### [What is asked]
Please copy out the following material line for line, changing nothing.

### [Given entries]
########
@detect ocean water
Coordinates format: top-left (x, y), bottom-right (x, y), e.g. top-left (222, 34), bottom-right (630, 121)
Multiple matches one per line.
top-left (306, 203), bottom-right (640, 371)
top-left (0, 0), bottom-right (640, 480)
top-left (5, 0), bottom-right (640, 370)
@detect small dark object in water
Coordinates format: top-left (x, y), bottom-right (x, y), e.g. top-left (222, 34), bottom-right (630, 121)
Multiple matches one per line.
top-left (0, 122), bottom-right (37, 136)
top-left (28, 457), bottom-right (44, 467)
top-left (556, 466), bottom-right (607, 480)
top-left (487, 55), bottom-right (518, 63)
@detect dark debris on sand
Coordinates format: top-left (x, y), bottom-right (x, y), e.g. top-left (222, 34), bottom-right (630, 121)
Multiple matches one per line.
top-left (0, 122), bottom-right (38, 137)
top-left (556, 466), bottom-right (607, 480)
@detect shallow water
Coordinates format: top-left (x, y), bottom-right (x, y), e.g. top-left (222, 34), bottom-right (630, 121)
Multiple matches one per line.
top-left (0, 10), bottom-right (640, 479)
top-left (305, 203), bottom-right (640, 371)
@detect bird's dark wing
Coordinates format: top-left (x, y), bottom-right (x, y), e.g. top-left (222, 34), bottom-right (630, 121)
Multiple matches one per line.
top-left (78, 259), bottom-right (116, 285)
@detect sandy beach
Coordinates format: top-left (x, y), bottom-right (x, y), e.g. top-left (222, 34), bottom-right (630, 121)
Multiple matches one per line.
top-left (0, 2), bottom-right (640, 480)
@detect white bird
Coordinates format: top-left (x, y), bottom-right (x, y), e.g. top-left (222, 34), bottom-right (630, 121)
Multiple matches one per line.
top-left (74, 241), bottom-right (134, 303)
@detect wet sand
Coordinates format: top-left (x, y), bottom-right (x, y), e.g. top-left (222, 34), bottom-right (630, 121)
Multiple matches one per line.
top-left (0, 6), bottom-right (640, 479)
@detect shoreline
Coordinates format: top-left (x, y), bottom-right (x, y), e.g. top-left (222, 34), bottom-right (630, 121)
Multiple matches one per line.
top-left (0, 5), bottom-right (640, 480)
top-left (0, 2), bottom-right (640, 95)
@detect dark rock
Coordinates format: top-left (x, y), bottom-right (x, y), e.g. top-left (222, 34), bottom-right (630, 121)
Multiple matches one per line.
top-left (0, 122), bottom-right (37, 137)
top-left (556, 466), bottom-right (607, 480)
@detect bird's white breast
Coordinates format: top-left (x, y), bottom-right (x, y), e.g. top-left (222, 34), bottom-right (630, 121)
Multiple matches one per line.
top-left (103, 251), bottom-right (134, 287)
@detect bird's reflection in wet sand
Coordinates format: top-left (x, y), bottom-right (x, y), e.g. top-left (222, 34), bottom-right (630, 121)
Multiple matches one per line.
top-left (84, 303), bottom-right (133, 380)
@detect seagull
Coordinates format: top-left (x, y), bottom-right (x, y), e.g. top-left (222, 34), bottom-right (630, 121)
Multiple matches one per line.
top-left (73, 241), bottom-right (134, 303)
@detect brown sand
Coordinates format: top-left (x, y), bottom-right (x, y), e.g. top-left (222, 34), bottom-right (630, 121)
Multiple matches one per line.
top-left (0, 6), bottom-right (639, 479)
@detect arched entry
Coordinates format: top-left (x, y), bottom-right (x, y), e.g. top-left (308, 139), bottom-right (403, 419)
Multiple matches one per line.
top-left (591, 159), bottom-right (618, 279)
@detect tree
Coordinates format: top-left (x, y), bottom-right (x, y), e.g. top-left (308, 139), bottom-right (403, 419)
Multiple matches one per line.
########
### [Solution to this task]
@detect ocean water
Coordinates format: top-left (x, y), bottom-right (x, y), e.g. top-left (222, 34), bottom-right (630, 121)
Multiple matches one per line.
top-left (306, 203), bottom-right (640, 371)
top-left (0, 0), bottom-right (640, 480)
top-left (5, 0), bottom-right (640, 370)
@detect small dark object in water
Coordinates format: top-left (x, y), bottom-right (x, y), e.g. top-left (222, 34), bottom-right (630, 121)
Multiple matches one per line.
top-left (0, 122), bottom-right (37, 136)
top-left (28, 457), bottom-right (44, 467)
top-left (556, 466), bottom-right (607, 480)
top-left (487, 55), bottom-right (518, 63)
@detect dark debris on sand
Coordinates format: top-left (x, y), bottom-right (x, y), e.g. top-left (222, 34), bottom-right (630, 121)
Multiple matches one per line.
top-left (0, 122), bottom-right (38, 137)
top-left (556, 466), bottom-right (607, 480)
@detect shallow water
Coordinates format: top-left (x, y), bottom-right (x, y), e.g. top-left (222, 34), bottom-right (630, 121)
Multiple matches one per line.
top-left (0, 10), bottom-right (640, 479)
top-left (305, 203), bottom-right (640, 371)
@detect bird's dark wing
Coordinates format: top-left (x, y), bottom-right (x, y), e.g. top-left (222, 34), bottom-right (630, 121)
Multiple matches one per line.
top-left (78, 259), bottom-right (116, 285)
@detect sandy beach
Coordinates format: top-left (x, y), bottom-right (x, y), e.g. top-left (222, 34), bottom-right (630, 121)
Multiple matches one per line.
top-left (0, 2), bottom-right (640, 480)
@detect white bird
Coordinates format: top-left (x, y), bottom-right (x, y), e.g. top-left (222, 34), bottom-right (630, 121)
Multiple matches one per line.
top-left (74, 241), bottom-right (134, 303)
@detect wet sand
Coordinates format: top-left (x, y), bottom-right (x, y), e.g. top-left (222, 34), bottom-right (630, 121)
Multiple matches one per line.
top-left (0, 6), bottom-right (640, 479)
@detect shoreline
Coordinates format: top-left (x, y), bottom-right (x, y), e.g. top-left (222, 34), bottom-right (630, 121)
Multiple matches one per line.
top-left (0, 5), bottom-right (640, 480)
top-left (0, 2), bottom-right (640, 95)
@detect dark rock
Coordinates format: top-left (x, y), bottom-right (x, y), e.g. top-left (222, 34), bottom-right (630, 121)
Multiple matches one per line.
top-left (0, 122), bottom-right (37, 137)
top-left (556, 466), bottom-right (607, 480)
@detect bird's white breast
Coordinates format: top-left (x, y), bottom-right (x, y), e.g. top-left (222, 34), bottom-right (630, 121)
Multiple matches one per line.
top-left (103, 251), bottom-right (134, 287)
@detect bird's reflection in wet sand
Coordinates format: top-left (x, y), bottom-right (x, y), e.g. top-left (222, 34), bottom-right (630, 121)
Multiple matches one per line.
top-left (84, 303), bottom-right (133, 380)
@detect seagull
Coordinates format: top-left (x, y), bottom-right (x, y), e.g. top-left (222, 34), bottom-right (630, 121)
Multiple matches one per line.
top-left (73, 241), bottom-right (134, 303)
@detect brown sand
Coordinates format: top-left (x, y), bottom-right (x, y), e.g. top-left (222, 34), bottom-right (630, 121)
Multiple matches one per line.
top-left (0, 6), bottom-right (639, 479)
@detect arched entry
Coordinates format: top-left (x, y), bottom-right (x, y), e.g. top-left (308, 139), bottom-right (403, 419)
Multiple matches one per line.
top-left (591, 159), bottom-right (618, 279)
@detect tree
Coordinates format: top-left (x, y), bottom-right (x, y), e.g. top-left (308, 139), bottom-right (403, 419)
Multiple matches one per line.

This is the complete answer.